_TASK INPUTS:_

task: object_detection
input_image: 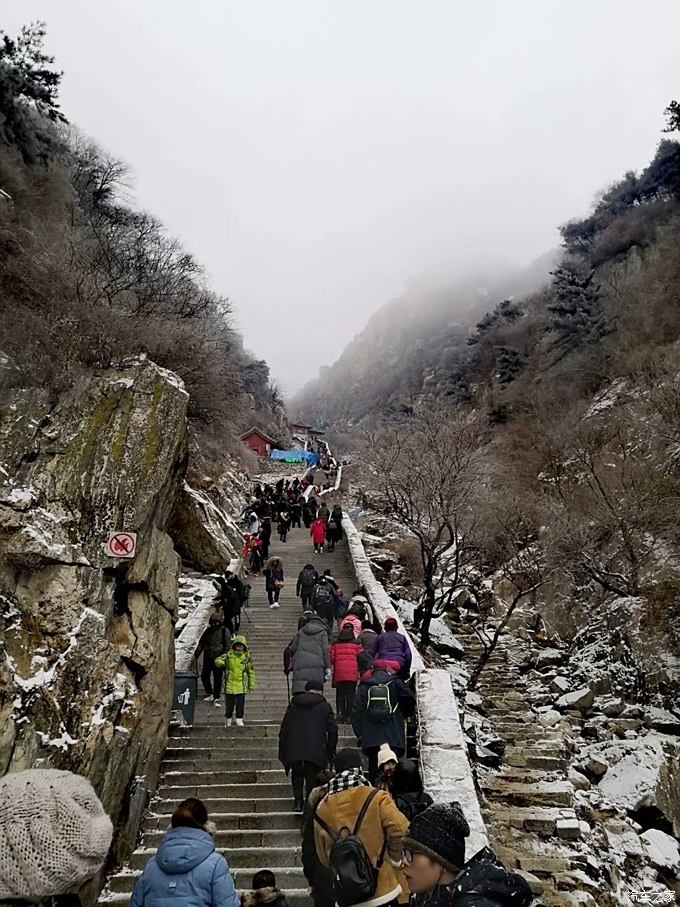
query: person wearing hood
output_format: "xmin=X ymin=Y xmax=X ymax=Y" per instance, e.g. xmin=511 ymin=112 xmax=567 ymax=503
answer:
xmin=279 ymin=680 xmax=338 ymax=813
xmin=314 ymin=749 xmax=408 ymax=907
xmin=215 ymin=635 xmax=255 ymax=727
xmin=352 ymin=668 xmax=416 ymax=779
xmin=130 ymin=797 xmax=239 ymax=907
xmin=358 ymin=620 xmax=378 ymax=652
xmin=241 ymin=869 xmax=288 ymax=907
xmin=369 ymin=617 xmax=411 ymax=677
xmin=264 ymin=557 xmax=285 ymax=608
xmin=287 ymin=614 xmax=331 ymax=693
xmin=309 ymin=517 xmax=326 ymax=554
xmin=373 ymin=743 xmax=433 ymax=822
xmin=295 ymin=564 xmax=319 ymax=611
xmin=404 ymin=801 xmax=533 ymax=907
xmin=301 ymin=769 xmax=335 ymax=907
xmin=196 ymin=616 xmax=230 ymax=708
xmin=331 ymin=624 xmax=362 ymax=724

==

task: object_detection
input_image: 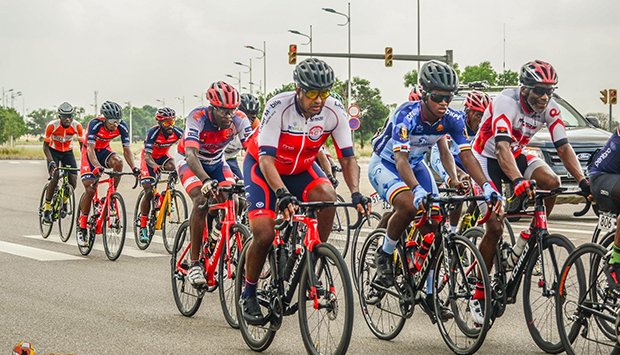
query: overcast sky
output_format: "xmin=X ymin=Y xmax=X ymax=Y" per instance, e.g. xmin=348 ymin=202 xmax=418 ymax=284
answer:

_REQUIRED WORK:_ How many lines in the records above contain the string "query", with case taken into account? Reply with the number alone.

_RESULT:_ 2